** What you are asked to do **
Please edit the listing below by replacing "pin" with "marker" everywhere it occurs, leaving everything else unchanged.

** Recorded data **
- - - -

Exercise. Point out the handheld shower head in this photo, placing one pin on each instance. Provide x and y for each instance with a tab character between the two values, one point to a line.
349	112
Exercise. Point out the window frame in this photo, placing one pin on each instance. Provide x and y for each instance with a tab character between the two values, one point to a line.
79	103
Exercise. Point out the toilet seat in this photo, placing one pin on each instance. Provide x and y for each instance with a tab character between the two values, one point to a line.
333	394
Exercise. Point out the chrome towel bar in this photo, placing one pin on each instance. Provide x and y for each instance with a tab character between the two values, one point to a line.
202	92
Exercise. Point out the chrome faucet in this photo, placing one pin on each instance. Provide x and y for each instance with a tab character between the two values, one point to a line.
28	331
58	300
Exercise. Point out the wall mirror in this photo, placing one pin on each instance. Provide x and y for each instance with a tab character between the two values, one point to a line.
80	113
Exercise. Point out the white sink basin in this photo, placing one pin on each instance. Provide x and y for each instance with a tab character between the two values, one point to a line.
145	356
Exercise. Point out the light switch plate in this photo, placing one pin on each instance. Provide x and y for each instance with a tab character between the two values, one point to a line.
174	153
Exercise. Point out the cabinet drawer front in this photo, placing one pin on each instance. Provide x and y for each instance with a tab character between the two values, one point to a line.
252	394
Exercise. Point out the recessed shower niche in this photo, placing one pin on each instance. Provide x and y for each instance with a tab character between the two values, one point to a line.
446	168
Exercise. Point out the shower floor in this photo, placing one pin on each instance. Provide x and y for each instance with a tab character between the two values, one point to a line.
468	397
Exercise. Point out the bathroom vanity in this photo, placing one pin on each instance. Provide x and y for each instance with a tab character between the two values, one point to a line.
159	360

- - - -

** Written reply **
Exercise. Point out the handheld shower head in this photo, placing one marker on each instance. Provide x and y for each instance with a tab character between the two values, one point to a line.
349	112
Exercise. Point out the window frame in this photo, placing one marker on each instance. Provide x and y for each instance with a tab character between the two values, one point to a line.
79	103
Exercise. Point out the toilet seat in this photo, placing one marker on each instance. Provide x and y for each instance with a tab character between the two values, one point to a line.
333	394
Exercise. Point out the chrome towel bar in this photo, placing one marker on each instance. Provide x and y for each instance with a tab character between the two values, one point to a line.
202	92
Exercise. Point out the chrome faucet in this photo, placing one marker on each instance. Provide x and y for each instance with a tab character between the two values, one point to a line.
28	331
58	300
Exercise. Point out the wall mirror in this photo, placing one marker on each instance. Provide x and y for each instance with a tab character between the two values, one point to a line.
80	113
Exercise. Point out the white sink basin in this photo, placing one marker on each instance. Provide x and y for each instance with a tab character between the two values, one point to a line.
145	356
Exercise. Point out the light switch plate in this photo, placing one marker on each instance. Provide x and y for each instance with a tab character between the two values, one point to a line.
174	153
Exercise. Point out the cabinet drawer front in this photo, placing one marker on each instance. Provide x and y for each instance with a tab character between the two values, one point to a line.
252	394
Exercise. Point out the recessed shower niche in this photo, placing one marker on each instance. Provide x and y for each instance with a tab character between the two values, one point to a line.
446	168
Exercise. Point out the shower floor in this photo, placing one marker on each instance. Provide x and y for each instance with a tab character between the two values, one point to a line.
468	397
Exercise. Point out the bathroom vanity in this photo, placing one marker on each instance. Provide x and y for each instance with a tab character between the two values, one point to a line.
159	360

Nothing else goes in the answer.